== Document extract ==

HEAD COACH BILL BELICHICK
VIDEO PRESS CONFERENCE
November 19, 2021
On what he saw on the team's third-and-one stop late in the third quarter:
BB: The third-and-one sack, they [the Falcons] looked like they were trying to take a shot into the endzone, hit an explosive play there, and probably go for it on fourth down, but Kyle [Van Noy] got in there and made a good play. On third-and-one, as usual, when you stop them in short yardage, it's all about penetration. We got some good penetration on both plays.
On what Kyle Dugger has improved upon the most this season:
BB: I'd put everything down there. He's a good athlete. He's a smart kid. He learns a lot. He's playing with some experienced players, especially with Devin [McCourty] and [Adrian] Phillips, but other guys in the secondary, other guys at linebacker, too, [Dont'a] Hightower, Kyle [Van Noy], Jamie [Collins], [Ja'Whaun] Bentley and those guys. He's in there with a lot of experienced players. I'm sure he's learned a lot about everything; keys, matchups, run force, pass coverage, blitzing. He soaks it all in.

===

**Work to complete**.
- a) In the Belichick press conference transcript, who made the play on the third-and-one sack late in the third quarter?
- b) Update the Belichick press conference transcript between "On what Kyle" and "soaks it all in.", inclusive, replacing "experienced players" with "veteran players".
- c) Carry the Belichick press conference transcript forward from its last line, keeping the same question-and-answer format.

== Information shown ==

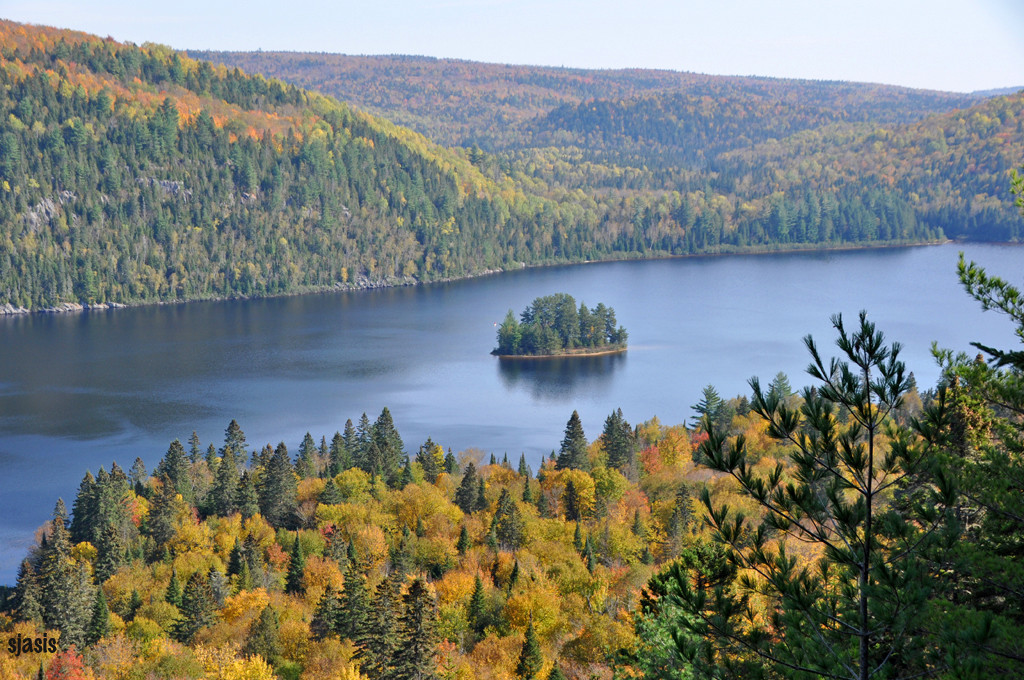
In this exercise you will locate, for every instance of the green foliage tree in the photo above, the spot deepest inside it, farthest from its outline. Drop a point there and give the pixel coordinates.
(530, 660)
(572, 454)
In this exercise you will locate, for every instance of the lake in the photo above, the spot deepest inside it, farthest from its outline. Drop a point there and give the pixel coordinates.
(78, 391)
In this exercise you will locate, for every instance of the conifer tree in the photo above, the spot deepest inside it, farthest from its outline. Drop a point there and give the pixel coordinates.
(530, 659)
(225, 484)
(474, 611)
(29, 605)
(572, 454)
(330, 495)
(353, 622)
(99, 626)
(417, 635)
(247, 500)
(339, 458)
(507, 523)
(264, 637)
(296, 567)
(465, 496)
(198, 608)
(278, 490)
(463, 544)
(325, 621)
(175, 466)
(570, 499)
(617, 439)
(305, 466)
(173, 593)
(481, 498)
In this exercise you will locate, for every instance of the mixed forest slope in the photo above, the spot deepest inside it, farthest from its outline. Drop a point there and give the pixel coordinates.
(137, 174)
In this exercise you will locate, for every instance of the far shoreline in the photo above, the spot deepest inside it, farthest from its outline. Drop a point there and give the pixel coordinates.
(564, 354)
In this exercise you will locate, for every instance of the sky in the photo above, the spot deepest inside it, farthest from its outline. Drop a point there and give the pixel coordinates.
(956, 45)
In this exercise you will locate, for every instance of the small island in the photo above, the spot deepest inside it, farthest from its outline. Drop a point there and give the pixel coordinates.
(553, 326)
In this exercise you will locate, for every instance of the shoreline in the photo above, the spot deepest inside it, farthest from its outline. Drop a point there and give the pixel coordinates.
(365, 284)
(568, 354)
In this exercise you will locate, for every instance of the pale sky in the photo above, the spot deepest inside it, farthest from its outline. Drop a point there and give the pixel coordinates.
(957, 45)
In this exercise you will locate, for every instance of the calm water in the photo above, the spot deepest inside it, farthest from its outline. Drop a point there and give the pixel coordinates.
(79, 391)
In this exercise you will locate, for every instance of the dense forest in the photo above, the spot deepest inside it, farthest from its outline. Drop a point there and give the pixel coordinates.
(552, 325)
(136, 174)
(857, 528)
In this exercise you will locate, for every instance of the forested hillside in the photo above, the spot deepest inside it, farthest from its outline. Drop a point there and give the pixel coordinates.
(135, 174)
(858, 526)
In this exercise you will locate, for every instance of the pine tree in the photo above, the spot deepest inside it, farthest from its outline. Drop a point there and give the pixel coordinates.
(572, 454)
(278, 490)
(353, 622)
(481, 498)
(264, 637)
(305, 466)
(29, 605)
(417, 636)
(465, 496)
(296, 567)
(463, 544)
(570, 499)
(330, 495)
(225, 485)
(474, 611)
(325, 621)
(174, 594)
(247, 500)
(198, 608)
(617, 439)
(507, 523)
(530, 660)
(99, 626)
(175, 466)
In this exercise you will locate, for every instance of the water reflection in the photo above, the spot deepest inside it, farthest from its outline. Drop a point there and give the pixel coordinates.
(556, 379)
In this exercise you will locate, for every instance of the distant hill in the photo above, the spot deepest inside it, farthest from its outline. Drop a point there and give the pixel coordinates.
(138, 174)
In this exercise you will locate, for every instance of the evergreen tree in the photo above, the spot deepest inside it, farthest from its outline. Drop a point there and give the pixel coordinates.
(296, 567)
(416, 635)
(465, 496)
(278, 490)
(451, 464)
(463, 544)
(195, 449)
(174, 594)
(264, 637)
(388, 450)
(84, 511)
(330, 495)
(523, 468)
(617, 439)
(572, 454)
(858, 610)
(530, 660)
(225, 484)
(198, 608)
(353, 622)
(175, 466)
(29, 602)
(325, 621)
(474, 611)
(570, 499)
(247, 500)
(305, 466)
(339, 458)
(481, 498)
(99, 626)
(507, 523)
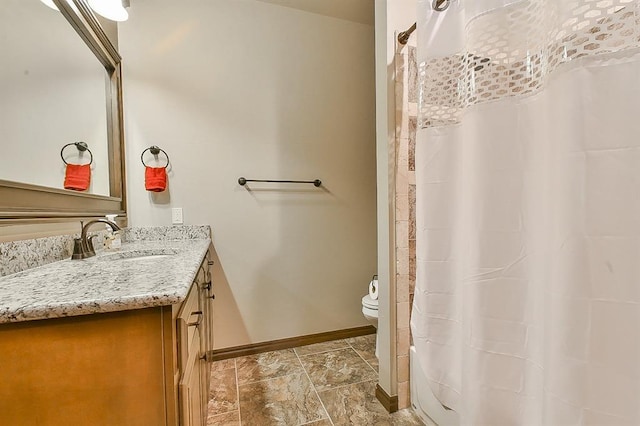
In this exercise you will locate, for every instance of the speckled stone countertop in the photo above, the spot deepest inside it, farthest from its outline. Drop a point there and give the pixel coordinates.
(103, 283)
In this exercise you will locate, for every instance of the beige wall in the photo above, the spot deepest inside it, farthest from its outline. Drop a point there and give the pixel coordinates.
(247, 88)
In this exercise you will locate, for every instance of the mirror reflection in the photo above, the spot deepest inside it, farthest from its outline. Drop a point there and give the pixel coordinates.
(53, 93)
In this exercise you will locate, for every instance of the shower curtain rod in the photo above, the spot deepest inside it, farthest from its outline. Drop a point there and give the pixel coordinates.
(438, 6)
(403, 37)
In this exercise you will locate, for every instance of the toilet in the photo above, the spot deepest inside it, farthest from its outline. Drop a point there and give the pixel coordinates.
(370, 311)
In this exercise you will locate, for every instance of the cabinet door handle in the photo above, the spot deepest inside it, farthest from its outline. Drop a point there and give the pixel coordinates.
(196, 323)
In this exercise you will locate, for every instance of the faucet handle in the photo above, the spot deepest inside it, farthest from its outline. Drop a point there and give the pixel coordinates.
(78, 249)
(90, 250)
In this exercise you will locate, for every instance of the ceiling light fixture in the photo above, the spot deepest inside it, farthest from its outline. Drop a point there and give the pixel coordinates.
(51, 4)
(110, 9)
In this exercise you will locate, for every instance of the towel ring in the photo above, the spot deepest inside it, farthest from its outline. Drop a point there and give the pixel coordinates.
(82, 147)
(155, 151)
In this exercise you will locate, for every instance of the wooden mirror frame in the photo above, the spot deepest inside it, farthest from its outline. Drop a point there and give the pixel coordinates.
(26, 203)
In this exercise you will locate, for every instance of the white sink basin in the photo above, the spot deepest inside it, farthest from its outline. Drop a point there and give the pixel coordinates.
(138, 255)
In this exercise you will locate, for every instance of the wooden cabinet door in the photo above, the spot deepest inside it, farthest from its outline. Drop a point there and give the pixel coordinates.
(190, 388)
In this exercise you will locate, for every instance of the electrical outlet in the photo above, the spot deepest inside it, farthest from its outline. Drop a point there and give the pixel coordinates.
(176, 216)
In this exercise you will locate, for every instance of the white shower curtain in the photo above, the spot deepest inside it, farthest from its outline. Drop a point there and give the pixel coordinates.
(527, 300)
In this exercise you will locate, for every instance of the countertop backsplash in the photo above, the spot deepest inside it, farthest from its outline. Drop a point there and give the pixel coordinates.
(18, 256)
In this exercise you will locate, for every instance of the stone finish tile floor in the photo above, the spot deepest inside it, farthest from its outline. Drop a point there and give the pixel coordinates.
(324, 384)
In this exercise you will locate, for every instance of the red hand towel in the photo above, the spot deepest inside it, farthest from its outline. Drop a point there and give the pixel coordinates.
(77, 177)
(155, 179)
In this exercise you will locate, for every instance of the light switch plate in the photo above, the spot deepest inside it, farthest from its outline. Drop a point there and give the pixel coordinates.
(176, 216)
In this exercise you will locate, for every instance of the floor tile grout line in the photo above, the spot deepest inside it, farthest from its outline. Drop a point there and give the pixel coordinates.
(270, 378)
(315, 390)
(349, 384)
(361, 357)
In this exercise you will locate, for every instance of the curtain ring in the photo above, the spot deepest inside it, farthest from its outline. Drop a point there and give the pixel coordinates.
(440, 5)
(155, 151)
(82, 147)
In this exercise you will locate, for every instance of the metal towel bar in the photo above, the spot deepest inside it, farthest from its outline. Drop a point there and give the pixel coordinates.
(243, 181)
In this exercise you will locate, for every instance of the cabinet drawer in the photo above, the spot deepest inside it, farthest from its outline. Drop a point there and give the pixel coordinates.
(189, 320)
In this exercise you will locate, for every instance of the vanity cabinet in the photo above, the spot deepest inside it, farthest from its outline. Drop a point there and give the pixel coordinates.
(132, 367)
(195, 340)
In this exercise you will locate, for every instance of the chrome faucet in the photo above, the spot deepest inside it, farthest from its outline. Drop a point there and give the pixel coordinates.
(83, 246)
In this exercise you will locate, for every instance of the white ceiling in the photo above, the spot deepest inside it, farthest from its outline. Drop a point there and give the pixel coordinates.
(352, 10)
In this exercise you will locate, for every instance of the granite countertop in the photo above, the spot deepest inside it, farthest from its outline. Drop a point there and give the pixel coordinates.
(99, 284)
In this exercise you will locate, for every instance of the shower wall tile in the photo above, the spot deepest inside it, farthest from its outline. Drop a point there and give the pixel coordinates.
(403, 154)
(402, 344)
(412, 260)
(412, 211)
(413, 75)
(402, 288)
(402, 182)
(403, 368)
(402, 261)
(405, 180)
(404, 395)
(402, 234)
(402, 207)
(413, 123)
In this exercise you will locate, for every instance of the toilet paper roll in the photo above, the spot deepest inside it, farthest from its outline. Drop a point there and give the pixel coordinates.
(373, 289)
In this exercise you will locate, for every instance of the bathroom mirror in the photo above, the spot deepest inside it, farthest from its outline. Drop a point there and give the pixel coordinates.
(61, 83)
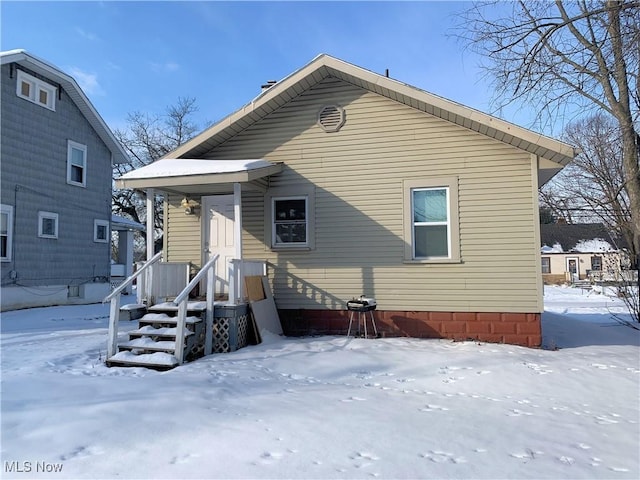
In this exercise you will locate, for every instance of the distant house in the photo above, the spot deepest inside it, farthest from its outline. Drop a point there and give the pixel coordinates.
(574, 252)
(57, 156)
(347, 182)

===

**Answers to this exercise**.
- a) Kyle Van Noy

- b)
On what Kyle Dugger has improved upon the most this season:
BB: I'd put everything down there. He's a good athlete. He's a smart kid. He learns a lot. He's playing with some veteran players, especially with Devin [McCourty] and [Adrian] Phillips, but other guys in the secondary, other guys at linebacker, too, [Dont'a] Hightower, Kyle [Van Noy], Jamie [Collins], [Ja'Whaun] Bentley and those guys. He's in there with a lot of veteran players. I'm sure he's learned a lot about everything; keys, matchups, run force, pass coverage, blitzing. He soaks it all in.

- c)
On Carl Davis and Davon Godchaux's importance to the defense:
BB: Huge. They really do a good job, and to have more than one of them so that you can have somewhat of a rotation, keep them fresh, and attack the middle of the offensive line, whether it's run or pass from the guard to the guard-center gap to the center in different ways, it can be very disruptive. You have to block them on every play. It's not like a corner or an outside linebacker; somebody you can run away from or work the other side on. Those guys in the middle of the formation, the defensive tackles, the middle linebackers, they've got to deal with them on every play. The depth and the ability to have more than one guy do that has been huge. They've all done a good job.
On if a coach can teach a player to be a ball hawk like J.C. Jackson:
BB: I don't think I've ever said it couldn't be improved, but there's certainly some players who have more skill in certain areas. Some are very special with ball skills, speed, explosiveness or whatever it happens to be. I do think you can improve all those skills, but J.C. has natural hands and tracks the ball well. He has great hand-eye coordination. There's no doubt about that.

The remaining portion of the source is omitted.